━━━━━ Фрагмент текста ━━━━━

Чем больше думаю я о нашем разговоре, тем больше вижу ее непрямоту. Зачем она не сказала мне: «Да, вы правы, Раневская компрометирует меня в глазах «вязальщиц» и мемуаристов, но я не вижу оснований считаться с мнением сплетников». Это было бы достойно. Вместо этого она сказала мне, что я всё «выдумала», упорно отрицала самую возможность «компрометации» (которая несомненна), и всё сообщила Раневской.
Я обижена и осуждаю. Но я воздержусь сделать оргвыводы: раз Вл. Георг, нет возле нее, я должна нести свою миссию: NN поручена мне Ленинградцами.
Во всей истории отвратительно еще и то, что она – типично эмигрантская.
К NN вчера не ходила. Сегодня была. Она прочла мне великолепное, трогательное, новое: о статуе в Летнем Саду[509].
– «Зачем вечор так рано скрылись» – «Капитан» и «мне так хотелось прочесть вам первой» – и пошла меня провожать в новом сшитом Дроботовой сарафане, сидящем на ней, как вечернее платье, ослепительно прекрасная, молодая – но – «что-то кончилось»[510].

━━━━━ Извлечённые сведения ━━━━━

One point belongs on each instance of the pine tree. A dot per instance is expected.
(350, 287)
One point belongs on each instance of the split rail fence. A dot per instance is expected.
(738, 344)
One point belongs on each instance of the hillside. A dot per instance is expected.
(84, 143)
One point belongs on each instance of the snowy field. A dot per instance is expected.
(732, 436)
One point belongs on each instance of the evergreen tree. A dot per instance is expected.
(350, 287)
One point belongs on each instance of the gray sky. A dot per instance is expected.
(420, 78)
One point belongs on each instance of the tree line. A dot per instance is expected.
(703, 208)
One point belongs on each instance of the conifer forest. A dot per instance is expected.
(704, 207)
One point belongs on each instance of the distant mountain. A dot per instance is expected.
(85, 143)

━━━━━

:: Что нужно сделать ::
1. Переведите на английский язык следующее предложение из фрагмента текста: «Во всей истории отвратительно еще и то, что она – типично эмигрантская».
2. Продолжите фрагмент текста о разговоре и визите к NN, начав сразу после его последнего предложения.

:: Результаты по порядку ::
1. What is also repugnant in this whole story is that it is a typically émigré one.

2.
– Я там не очень понимаю про «азалии».
– «Вы их поймете, когда их не будет»[511]).
(Там азалии рифмовались со словом распечалит.)
Зато она прочла мне прелестное, нигде не печатавшееся старое, 1914 года (ой, я забыла его):
О книге ни слуху ни духу: ее читают в ЦК.
Договор не заключен.
NN по этому поводу очень беспокоится.
Письмо от Штоков с настоятельным зовом в Москву. NN не говорит этого прямо, но мне кажется, что она скоро решит ехать.
– «Радзинская и Беньяш передавали мне, что вам не нравится «чардаш» во второй строке… («Глаз не спускаю»). Не объясняйте, я сама знаю, почему… Уводит от Ленинграда… А вот так вам нравится?» – и сказала какую-то строчку, где на конце «весна»[513]).
– Нет. Тут нужна полная рифма… А чем вы, NN, недовольны в «Ноченьке»? Я понять не могу.
– «Там есть слово «покрывали», которое сейчас все воспринимают, как ругательство».
– Ля всегда про себя читала «укрывали»…
– «Вот как хорошо. Так и будет, и тогда я его сегодня же сдам Зелинскому. Вот молодец».
Дальше она говорила мне много лестного.
Но я теперь думаю: «покрывали» никто не принял бы за ругательство; «крыли» – другое дело. Однако «укрывали» все равно лучше: трогательнее[514].
На днях у Радзинской NN читала «Поэму» Дейч и Бать после их длительного настояния. Я мучилась. Прослушав, они сообщили, что это «хорошо» и «интересно», и немедленно приступили к обсуждению последних высказываний Лежнева на заседании Президиума – полагая, по-видимому, что это и есть литература[515].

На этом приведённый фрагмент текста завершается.